- Required task A
Reproduce the rows word for word, starting at the line that contains "Label: horse leg" and running through the end of the rows, with both ends included.

——————

Outside the exhibition opening reception on May 12th, Kantor, also known as Monty Cantsin Amen, visiting from Canada, memorialized his late friend, by dividing the crowd randomly into two opposing camps: the Executioners and the Revolutionaries, instructing the former, on his call, to mock-execute the latter, calling for what else? “Revolution!” When pressed for an explanation, he said later that he considered Higgins to be one of our culture's revolutionaries who are always destroyed by the powers-that-be, according to Kantor’s romantic and heroic world view. But in the end, Cantsin Amen was interested in only one topic: his prolific friend E. F. Higgins and the incredible output of paintings that surrounded us in the gallery and that seemed to follow Higgins around like a cartoon escort emanating from his witty mind and sharp tongue.
Monty Cantsin Amen, who referred to Ed Higgins as the “The Uncrowned King of Mail Art,” was a long time cohort of his in the “Rivington School“ of which Higgins was considered a founding member, starting in the mid-1980s when “Cowboy” Ray Kelly opened a performance space in the basement of the No Se No Social Club at 42 Rivington Street. Featuring a fluid, nightly agenda of performances from multimedia artists, filmmakers, musicians, as well as visual artists, the local hang out thrived creatively. In 1985, the No Se No artists moved to the vacant lot across the street on the corner of Rivington and Forsyth where a massive living sculpture of welded trash and found objects soon took shape, eventually surrounding the area, and creating a giant walk-in environment and local landmark. When asked by the web site “6sqft.com” if the 20 foot tall structure ever ran into trouble from law enforcement, Higgins replied “Nah. This was the 7th precinct. They used to laugh at us.” But when a piece of junk fell and “almost killed someone,” according to Ed, the city finally got involved and demolished the sculpture garden in 1987—while their “School” lived on.
The 6sqft.com website called the Rivington School “a hallmark of the Downtown aesthetic,” and “represent(ing) the collaborative effort amongst artists to establish a creative refuge amidst the gentrification and crime of an ever-changing New York City urban playground” but to me it was simply the place Ed Higgins could be found if he wasn't at his apartment perforating stamps. There was often interesting activity by interesting people taking place there.

——————

- Required task B
Answer these questions about the Rivington School passage, one per line:
(i) On what date was the exhibition opening reception held?
(ii) In what year did the city demolish the sculpture garden?
(iii) What did the 6sqft.com website call the Rivington School?

——————

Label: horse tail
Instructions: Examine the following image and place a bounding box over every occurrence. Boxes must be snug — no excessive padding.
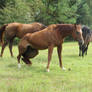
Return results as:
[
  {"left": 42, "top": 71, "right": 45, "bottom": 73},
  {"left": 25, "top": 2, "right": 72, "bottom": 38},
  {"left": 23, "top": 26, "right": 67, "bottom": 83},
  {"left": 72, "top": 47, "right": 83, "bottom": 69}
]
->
[{"left": 0, "top": 24, "right": 8, "bottom": 44}]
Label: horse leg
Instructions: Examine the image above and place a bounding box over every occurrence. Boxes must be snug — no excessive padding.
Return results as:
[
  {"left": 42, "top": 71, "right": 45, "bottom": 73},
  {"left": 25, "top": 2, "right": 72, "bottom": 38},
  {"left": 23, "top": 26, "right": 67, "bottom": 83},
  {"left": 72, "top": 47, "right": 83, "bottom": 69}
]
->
[
  {"left": 85, "top": 44, "right": 89, "bottom": 55},
  {"left": 0, "top": 41, "right": 8, "bottom": 57},
  {"left": 57, "top": 44, "right": 65, "bottom": 70},
  {"left": 17, "top": 54, "right": 21, "bottom": 68},
  {"left": 9, "top": 39, "right": 13, "bottom": 57},
  {"left": 79, "top": 46, "right": 81, "bottom": 56},
  {"left": 47, "top": 45, "right": 54, "bottom": 72},
  {"left": 22, "top": 57, "right": 32, "bottom": 65}
]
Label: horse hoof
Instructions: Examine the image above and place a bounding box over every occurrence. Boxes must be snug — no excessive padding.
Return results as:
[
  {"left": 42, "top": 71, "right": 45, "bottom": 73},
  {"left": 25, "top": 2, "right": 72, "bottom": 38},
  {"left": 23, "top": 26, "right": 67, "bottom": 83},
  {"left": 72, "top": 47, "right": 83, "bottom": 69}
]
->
[
  {"left": 18, "top": 64, "right": 21, "bottom": 69},
  {"left": 46, "top": 69, "right": 50, "bottom": 72},
  {"left": 62, "top": 67, "right": 66, "bottom": 71}
]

——————

- Task solution A
Label: horse leg
Instructions: Examine the image above and place a bounding box over every occurrence. Boxes must be snug — no excessive padding.
Return results as:
[
  {"left": 42, "top": 71, "right": 45, "bottom": 73},
  {"left": 25, "top": 2, "right": 72, "bottom": 38},
  {"left": 23, "top": 26, "right": 67, "bottom": 83},
  {"left": 72, "top": 47, "right": 83, "bottom": 69}
]
->
[
  {"left": 85, "top": 44, "right": 89, "bottom": 55},
  {"left": 0, "top": 41, "right": 8, "bottom": 57},
  {"left": 57, "top": 44, "right": 65, "bottom": 70},
  {"left": 17, "top": 54, "right": 21, "bottom": 68},
  {"left": 9, "top": 39, "right": 13, "bottom": 57},
  {"left": 79, "top": 46, "right": 81, "bottom": 56},
  {"left": 47, "top": 45, "right": 54, "bottom": 72},
  {"left": 22, "top": 57, "right": 32, "bottom": 65}
]
Label: horse hoof
Instructions: Examine the image above and place a bounding box over every occurrence. Boxes must be snug — no excessive padding.
Return results as:
[
  {"left": 42, "top": 71, "right": 45, "bottom": 73},
  {"left": 25, "top": 2, "right": 72, "bottom": 38},
  {"left": 23, "top": 26, "right": 67, "bottom": 83},
  {"left": 72, "top": 47, "right": 83, "bottom": 69}
]
->
[
  {"left": 18, "top": 64, "right": 21, "bottom": 69},
  {"left": 46, "top": 69, "right": 50, "bottom": 72},
  {"left": 62, "top": 67, "right": 66, "bottom": 71}
]

- Task solution B
(i) May 12th
(ii) 1987
(iii) "a hallmark of the Downtown aesthetic"